── Input for this task ──

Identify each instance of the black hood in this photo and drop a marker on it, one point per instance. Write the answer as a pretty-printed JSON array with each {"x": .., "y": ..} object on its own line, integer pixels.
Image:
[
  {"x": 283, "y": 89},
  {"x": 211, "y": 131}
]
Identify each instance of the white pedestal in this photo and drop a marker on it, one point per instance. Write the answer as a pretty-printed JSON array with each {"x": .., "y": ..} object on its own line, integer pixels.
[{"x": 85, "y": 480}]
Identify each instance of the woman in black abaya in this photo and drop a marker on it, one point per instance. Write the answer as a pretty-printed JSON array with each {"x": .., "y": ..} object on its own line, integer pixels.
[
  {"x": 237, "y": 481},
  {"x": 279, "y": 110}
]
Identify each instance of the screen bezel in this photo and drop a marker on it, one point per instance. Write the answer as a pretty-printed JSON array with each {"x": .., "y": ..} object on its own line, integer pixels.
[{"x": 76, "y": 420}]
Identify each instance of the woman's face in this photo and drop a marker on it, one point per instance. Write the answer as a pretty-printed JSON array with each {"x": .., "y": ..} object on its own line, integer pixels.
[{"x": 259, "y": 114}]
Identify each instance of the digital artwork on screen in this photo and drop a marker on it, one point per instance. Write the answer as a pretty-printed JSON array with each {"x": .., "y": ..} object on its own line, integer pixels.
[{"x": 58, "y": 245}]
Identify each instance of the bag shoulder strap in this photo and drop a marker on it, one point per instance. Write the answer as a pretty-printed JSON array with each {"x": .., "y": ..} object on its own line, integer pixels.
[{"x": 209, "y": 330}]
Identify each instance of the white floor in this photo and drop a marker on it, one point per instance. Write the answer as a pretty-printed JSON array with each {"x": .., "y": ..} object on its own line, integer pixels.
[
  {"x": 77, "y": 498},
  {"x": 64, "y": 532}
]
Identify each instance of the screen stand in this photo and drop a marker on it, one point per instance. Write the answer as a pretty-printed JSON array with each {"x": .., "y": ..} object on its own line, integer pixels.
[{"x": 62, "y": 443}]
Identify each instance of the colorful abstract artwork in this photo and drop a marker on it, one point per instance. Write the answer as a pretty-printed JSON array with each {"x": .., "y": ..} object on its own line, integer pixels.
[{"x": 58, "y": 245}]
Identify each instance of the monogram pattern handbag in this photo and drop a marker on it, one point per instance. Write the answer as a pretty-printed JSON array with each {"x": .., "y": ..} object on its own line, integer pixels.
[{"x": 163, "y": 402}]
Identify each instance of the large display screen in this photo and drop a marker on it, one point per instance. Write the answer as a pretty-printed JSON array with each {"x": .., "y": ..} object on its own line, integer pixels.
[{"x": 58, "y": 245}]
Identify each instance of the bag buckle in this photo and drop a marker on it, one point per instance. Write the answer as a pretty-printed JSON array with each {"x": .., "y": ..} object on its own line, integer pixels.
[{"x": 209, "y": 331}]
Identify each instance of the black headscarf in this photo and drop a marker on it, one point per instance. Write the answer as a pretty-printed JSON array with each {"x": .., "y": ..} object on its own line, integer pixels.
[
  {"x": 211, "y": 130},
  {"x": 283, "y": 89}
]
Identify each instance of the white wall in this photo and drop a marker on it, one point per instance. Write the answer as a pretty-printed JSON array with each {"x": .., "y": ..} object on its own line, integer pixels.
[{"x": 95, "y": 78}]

───

● Activity
Starting from the line that contains "Identify each instance of the monogram", give again every line to the last line of the data, exactly. Include nothing else.

● Answer area
Identify each instance of the monogram pattern handbag in this photo and drop a marker on it, one point per instance. Write the answer as a pretty-printed JSON array with each {"x": .., "y": ..} object on its own line, integer pixels.
[{"x": 163, "y": 402}]
Identify each instance of the large display screen in this photo and drop a marker on it, one point per instance. Write the answer as a pretty-printed JSON array with each {"x": .., "y": ..} object on its own line, integer pixels.
[{"x": 58, "y": 245}]
Identify each instance of the bag buckle in this photo and drop a marker on it, one point per instance. Write the answer as a pretty-printed JSON array with each {"x": .., "y": ..} object on its own line, integer pixels.
[{"x": 209, "y": 331}]
Identify each instance of the black headscarf in this photo and drop a marker on it, one point per instance. Write the answer as a pretty-printed JSON array with each {"x": .., "y": ..} object on its own line, integer pixels.
[
  {"x": 211, "y": 130},
  {"x": 283, "y": 89}
]
Identify each instance of the white wall in this photo and drop a marker on it, one point per instance. Write the answer as a pretty-printed JSON array with each {"x": .., "y": ..} object on its own line, integer pixels.
[{"x": 95, "y": 78}]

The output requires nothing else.